--- Start Passage to read ---

So.... I used to live in a house with the single most amazing kitchen knife I've ever seen.

It was so sharp it could slice through still warm fresh bread.

Since I moved out of that house I've been craving something even half as good, but my efforts to find one like it have all failed dismally.

It was maybe 50 years old, and had no markings on blade, tang or handle. It was definitely not stainless steel and showing signs of its age, with lots of black marks and the like.

It kept an edge for quite a while, and would come up a treat after a quick run over a sharpening rod.




LOCATION
What country are you in? US



KNIFE TYPE
What type of knife are you interested in? I need a general purpose chef's knife.

Are you right or left handed? Right

Are you interested in a Western handle (e.g., classic Wusthof handle) or Japanese handle? Japanese

What length of knife (blade) are you interested in (in inches or millimeters)? Maybe something like an 8" blade...? I am open to suggestions, but something around that length seems the most versatile.

Do you require a stainless knife? No. 

What is your absolute maximum budget for your knife? I am not really sure. I see a lot that looks like it might be good for around 40-$50 


KNIFE USE
Do you primarily intend to use this knife at home or a professional environment? Home/domestic kitchen exclusively.

--- End Passage to read ---

▶ What you need to do
1 – In the knife post, roughly how old was the kitchen knife the writer once had?
2 – Sum up the knife post in two sentences.
3 – Extend the knife post, picking up after its last line.
The data that follows has no connection to the knife post.

--- Start Record set ---

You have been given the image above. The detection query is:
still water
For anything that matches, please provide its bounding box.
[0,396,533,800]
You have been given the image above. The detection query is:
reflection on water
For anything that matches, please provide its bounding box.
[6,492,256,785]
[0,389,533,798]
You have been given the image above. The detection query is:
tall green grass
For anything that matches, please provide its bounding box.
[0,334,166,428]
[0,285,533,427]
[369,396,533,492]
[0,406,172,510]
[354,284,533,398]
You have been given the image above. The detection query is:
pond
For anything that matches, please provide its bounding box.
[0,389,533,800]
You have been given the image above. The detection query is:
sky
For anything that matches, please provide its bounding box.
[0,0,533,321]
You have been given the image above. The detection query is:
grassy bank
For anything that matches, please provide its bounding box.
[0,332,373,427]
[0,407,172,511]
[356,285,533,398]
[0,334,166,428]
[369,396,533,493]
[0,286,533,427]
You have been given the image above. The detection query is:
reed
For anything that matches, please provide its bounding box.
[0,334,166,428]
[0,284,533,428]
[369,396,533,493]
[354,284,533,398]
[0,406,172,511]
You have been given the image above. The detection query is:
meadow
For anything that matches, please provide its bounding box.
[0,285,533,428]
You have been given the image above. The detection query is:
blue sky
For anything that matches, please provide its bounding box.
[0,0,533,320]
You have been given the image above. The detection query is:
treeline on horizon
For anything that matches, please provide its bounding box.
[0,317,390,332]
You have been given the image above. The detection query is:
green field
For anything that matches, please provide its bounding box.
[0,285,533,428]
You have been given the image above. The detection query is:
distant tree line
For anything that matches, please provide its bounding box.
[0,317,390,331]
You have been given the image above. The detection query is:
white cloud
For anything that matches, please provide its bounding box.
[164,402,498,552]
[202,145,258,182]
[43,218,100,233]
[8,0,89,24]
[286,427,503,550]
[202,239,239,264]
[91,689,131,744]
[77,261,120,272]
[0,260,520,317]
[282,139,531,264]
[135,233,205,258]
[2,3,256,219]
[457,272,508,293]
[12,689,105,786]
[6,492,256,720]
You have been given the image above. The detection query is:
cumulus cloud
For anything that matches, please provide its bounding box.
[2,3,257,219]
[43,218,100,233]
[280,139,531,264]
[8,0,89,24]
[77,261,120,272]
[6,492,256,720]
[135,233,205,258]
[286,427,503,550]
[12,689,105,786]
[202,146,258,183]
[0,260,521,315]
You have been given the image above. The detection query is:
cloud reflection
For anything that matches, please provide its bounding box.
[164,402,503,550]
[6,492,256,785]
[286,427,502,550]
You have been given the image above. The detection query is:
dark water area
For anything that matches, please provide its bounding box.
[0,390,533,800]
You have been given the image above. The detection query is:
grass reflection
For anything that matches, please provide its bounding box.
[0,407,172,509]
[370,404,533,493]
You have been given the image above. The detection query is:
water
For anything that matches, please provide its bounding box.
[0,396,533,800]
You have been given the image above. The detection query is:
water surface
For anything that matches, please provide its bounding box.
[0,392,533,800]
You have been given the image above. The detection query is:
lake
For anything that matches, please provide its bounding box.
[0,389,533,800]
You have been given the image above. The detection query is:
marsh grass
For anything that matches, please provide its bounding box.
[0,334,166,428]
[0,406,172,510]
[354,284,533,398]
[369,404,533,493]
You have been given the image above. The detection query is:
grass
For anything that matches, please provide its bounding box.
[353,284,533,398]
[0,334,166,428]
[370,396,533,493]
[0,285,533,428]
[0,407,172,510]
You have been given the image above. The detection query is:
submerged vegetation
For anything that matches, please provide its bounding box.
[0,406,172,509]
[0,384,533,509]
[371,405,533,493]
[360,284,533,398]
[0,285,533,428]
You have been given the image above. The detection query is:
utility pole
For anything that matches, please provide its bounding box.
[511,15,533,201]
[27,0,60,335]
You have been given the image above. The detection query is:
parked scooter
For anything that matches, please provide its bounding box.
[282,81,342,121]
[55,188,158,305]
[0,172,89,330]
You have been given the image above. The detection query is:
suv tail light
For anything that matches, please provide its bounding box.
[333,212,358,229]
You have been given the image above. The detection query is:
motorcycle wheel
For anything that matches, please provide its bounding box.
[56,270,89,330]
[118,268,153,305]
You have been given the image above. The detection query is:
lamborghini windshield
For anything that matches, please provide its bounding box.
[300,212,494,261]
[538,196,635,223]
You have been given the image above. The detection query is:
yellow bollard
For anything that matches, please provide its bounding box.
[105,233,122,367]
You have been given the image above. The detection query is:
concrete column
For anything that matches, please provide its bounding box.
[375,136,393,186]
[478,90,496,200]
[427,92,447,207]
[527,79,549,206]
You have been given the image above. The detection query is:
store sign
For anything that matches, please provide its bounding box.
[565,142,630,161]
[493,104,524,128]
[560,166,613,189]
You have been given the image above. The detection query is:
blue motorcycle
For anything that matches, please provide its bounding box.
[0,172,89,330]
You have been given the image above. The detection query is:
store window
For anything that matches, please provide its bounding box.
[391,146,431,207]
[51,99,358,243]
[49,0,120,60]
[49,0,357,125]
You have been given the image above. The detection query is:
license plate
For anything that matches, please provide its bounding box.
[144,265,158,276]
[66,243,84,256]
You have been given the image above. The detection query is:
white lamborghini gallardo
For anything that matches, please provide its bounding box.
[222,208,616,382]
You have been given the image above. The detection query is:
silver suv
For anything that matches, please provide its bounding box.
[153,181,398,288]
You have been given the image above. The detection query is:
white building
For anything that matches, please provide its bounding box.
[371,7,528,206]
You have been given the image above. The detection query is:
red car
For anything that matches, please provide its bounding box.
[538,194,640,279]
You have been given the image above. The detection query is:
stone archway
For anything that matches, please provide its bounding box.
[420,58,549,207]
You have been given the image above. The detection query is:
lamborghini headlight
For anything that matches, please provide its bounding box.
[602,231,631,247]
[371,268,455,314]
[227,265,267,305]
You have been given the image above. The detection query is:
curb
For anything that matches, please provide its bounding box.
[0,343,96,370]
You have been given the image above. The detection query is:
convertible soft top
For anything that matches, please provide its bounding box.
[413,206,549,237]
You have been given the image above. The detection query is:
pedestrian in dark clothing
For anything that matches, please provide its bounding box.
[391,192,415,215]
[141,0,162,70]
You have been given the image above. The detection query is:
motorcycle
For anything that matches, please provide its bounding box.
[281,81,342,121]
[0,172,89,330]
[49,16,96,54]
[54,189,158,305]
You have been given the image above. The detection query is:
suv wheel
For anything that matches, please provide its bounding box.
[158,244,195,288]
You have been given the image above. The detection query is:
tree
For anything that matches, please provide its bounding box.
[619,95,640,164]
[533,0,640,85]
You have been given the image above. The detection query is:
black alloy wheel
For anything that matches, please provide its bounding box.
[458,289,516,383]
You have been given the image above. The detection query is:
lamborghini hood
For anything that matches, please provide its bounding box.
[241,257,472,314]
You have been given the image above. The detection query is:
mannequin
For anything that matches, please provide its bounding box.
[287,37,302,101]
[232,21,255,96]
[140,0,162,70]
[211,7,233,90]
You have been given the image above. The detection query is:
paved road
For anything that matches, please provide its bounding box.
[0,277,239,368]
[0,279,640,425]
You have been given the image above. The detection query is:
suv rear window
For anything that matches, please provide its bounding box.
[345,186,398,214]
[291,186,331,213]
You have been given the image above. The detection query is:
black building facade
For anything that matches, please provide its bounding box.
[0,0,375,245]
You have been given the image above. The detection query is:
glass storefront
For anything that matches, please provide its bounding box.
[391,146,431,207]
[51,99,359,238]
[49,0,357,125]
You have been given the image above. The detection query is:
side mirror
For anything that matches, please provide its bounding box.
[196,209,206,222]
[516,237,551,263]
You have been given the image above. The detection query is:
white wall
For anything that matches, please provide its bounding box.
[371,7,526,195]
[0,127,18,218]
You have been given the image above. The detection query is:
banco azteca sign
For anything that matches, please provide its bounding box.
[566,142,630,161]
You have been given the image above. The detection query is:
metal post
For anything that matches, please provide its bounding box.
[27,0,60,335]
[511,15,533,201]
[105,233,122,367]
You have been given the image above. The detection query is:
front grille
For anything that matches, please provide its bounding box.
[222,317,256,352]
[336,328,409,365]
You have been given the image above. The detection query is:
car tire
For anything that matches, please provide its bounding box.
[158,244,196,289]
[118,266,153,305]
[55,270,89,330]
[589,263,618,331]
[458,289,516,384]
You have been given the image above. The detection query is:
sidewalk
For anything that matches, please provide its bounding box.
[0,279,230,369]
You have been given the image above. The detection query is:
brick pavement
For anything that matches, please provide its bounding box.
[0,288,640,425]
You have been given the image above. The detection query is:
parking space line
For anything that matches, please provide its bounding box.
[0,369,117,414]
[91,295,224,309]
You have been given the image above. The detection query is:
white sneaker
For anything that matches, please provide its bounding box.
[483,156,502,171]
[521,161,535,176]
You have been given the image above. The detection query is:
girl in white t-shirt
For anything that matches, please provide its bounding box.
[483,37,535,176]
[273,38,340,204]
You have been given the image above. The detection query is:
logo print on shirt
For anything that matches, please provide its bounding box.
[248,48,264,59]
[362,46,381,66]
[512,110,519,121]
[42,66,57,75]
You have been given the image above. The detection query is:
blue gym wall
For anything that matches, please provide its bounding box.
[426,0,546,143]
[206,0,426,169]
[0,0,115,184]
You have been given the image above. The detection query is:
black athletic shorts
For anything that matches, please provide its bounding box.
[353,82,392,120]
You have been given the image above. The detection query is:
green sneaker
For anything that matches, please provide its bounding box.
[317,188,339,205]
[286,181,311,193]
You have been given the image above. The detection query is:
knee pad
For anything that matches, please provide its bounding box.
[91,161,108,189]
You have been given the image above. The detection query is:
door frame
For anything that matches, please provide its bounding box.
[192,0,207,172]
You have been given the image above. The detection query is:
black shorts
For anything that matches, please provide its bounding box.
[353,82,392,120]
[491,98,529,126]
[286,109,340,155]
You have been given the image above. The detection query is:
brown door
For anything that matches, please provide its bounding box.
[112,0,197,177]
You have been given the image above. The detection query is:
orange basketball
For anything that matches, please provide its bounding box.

--- End Record set ---

▶ Answers for this exercise
1 – Maybe 50 years old.

2 – The writer once lived in a house with an extremely sharp, unmarked, non-stainless kitchen knife about 50 years old, and has failed to find anything like it since moving out. In the questionnaire, the writer is a right-handed home cook in the US who wants a general-purpose chef's knife with a Japanese handle and a blade of about 8 inches, doesn't require stainless steel, and is unsure of a maximum budget but sees many options around $40 to $50 that might be good.

3 –
What are the main tasks you primarily intend to use the knife for (e.g., slicing vegetables, chopping vegetables, mincing vegetables, slicing meats, cutting down poultry, breaking poultry bones, filleting fish, trimming meats, etc.)? Probably about 80% will be slicing and chopping vegies, 15% slicing meats, 5% all other things that happen in a kitchen.

What knife, if any, are you replacing? An old high carbon steel kitchen knife.

Do you have a particular grip that you primarily use? Hammer grip.

What cutting motions do you primarily use? (Please click on this LINK for types of cutting motions and identify the two or three most common cutting motions, in order of most used to least used.) Mostly slicing. 

What improvements do you want from your current knife? $6 kitchen knife from costco...

Better aesthetics? I prefer the Japanese style blades something two toned where the bevel is clearly differed from the meat of the blade. But aesthetics are not a deal breaker by any means.

Comfort? Secondary

Ease of Use? More concerned with the honing

Edge Retention? Edge retention would be nice, but I would mainly like something easy to sharpen and touch up as this is what I hope to practice before getting a nicer blade.



KNIFE MAINTENANCE
Do you use a bamboo, wood, rubber, or synthetic cutting board? Bamboo

Do you sharpen your own knives? Yes



Any suggestions are appreciated

Thanks!!!


----------



## Charon (Dec 15, 2014)

That price point is really low. What knives did you see for 50$?
I would try

- metalmasterjp on ebay for a tojiro kurouchi white#2 santoku or small gyuto for around 50$ plus shipping. 
- bluewayjapan on ebay for a tadafusa nashiji blue#2 santoku for around 65$ plus shipping. ( this is clad in stainless if I'm not mistaken) 

I haven't tried these knives personally but I've read they are decent. 
They will probability be a little thick behind the edge and with poor fit and finish but will be fun/easy to sharpen since they are carbon.


----------



## Bobblybook (Dec 15, 2014)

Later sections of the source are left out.